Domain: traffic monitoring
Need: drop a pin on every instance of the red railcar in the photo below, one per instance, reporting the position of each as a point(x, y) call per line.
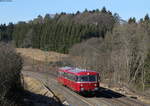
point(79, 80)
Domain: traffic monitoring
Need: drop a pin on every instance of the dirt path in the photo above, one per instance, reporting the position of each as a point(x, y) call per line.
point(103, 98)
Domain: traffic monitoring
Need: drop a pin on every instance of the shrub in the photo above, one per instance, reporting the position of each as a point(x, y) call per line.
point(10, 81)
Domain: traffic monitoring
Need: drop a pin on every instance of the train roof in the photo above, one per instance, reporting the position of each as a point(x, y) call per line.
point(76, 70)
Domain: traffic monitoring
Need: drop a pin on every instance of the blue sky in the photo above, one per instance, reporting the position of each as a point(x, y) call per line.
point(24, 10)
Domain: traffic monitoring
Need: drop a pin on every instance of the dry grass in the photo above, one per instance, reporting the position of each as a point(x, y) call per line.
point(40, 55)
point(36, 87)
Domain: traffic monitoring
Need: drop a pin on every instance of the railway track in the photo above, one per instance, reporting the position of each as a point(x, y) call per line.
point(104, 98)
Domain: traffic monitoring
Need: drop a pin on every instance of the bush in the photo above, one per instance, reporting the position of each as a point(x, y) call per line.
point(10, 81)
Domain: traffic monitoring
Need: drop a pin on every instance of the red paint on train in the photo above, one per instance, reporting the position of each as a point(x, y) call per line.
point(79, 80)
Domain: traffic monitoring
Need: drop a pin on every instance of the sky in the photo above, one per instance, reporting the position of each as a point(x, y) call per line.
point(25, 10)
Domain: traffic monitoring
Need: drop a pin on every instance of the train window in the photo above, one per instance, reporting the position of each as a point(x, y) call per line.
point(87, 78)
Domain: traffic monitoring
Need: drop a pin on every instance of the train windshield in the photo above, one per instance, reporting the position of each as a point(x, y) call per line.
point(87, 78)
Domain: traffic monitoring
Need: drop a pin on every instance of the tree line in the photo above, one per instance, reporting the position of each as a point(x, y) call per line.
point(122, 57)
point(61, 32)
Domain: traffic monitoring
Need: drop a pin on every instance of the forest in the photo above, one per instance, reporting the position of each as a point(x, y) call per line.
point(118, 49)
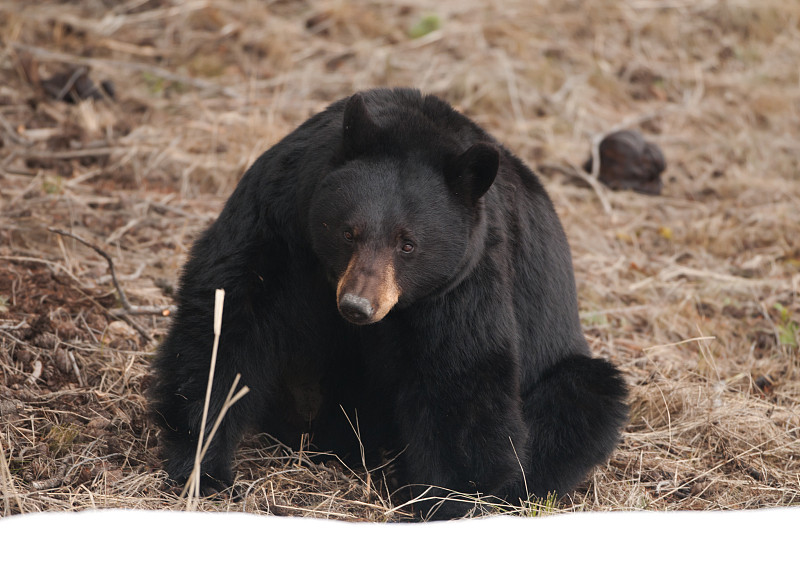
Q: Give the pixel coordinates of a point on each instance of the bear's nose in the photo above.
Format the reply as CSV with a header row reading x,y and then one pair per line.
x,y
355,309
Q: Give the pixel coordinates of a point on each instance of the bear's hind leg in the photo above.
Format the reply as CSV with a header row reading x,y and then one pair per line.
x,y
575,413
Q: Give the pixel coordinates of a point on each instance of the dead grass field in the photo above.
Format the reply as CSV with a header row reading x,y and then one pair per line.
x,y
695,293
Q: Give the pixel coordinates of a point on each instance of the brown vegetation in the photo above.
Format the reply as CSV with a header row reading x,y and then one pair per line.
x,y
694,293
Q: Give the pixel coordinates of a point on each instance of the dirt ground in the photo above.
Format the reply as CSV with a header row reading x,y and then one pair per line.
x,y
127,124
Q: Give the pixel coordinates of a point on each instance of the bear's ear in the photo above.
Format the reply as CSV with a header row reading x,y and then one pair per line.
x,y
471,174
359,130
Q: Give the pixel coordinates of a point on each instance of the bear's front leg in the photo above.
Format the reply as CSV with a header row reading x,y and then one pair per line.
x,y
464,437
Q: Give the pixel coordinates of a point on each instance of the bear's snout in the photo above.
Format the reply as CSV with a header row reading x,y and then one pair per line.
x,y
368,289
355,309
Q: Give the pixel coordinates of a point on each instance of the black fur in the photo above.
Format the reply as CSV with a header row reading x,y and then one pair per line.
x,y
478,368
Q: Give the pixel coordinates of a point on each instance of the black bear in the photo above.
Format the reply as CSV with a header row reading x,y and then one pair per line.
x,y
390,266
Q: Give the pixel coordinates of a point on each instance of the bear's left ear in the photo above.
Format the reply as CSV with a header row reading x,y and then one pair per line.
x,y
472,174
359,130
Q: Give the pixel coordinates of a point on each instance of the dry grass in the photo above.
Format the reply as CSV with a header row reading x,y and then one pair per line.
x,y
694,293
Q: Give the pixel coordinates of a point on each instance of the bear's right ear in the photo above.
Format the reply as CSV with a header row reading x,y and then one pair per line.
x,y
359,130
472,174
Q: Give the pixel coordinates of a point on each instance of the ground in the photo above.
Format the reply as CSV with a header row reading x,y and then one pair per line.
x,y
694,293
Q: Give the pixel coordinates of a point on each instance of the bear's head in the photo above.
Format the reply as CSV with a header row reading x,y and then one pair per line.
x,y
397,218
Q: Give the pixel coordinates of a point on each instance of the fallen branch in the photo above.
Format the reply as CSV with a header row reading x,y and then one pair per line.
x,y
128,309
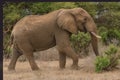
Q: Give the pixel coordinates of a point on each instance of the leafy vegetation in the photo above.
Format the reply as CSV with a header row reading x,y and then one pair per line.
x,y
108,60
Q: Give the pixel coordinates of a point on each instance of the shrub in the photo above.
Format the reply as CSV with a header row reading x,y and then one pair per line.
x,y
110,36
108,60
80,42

_ _ _

# GIVEN INSTRUCTION
Shift every answer coordinate up by 133 and write out again the lines from the one with "leafy vegetation in the photo above." through the last line, including the requests, which stay unchanged.

# SOLUTION TO THE PROBLEM
Q: Give the pixel coordinates of a point on each instance of the leafy vegetation in the photo above.
Format the reply as CSV with a header row reading x,y and then one pair per line.
x,y
241,193
Q: Give the pixel coordinates of a point on each instance of the shrub in the photo above.
Format the reply as CSV with a header row reading x,y and then one pair per line.
x,y
243,169
241,193
213,175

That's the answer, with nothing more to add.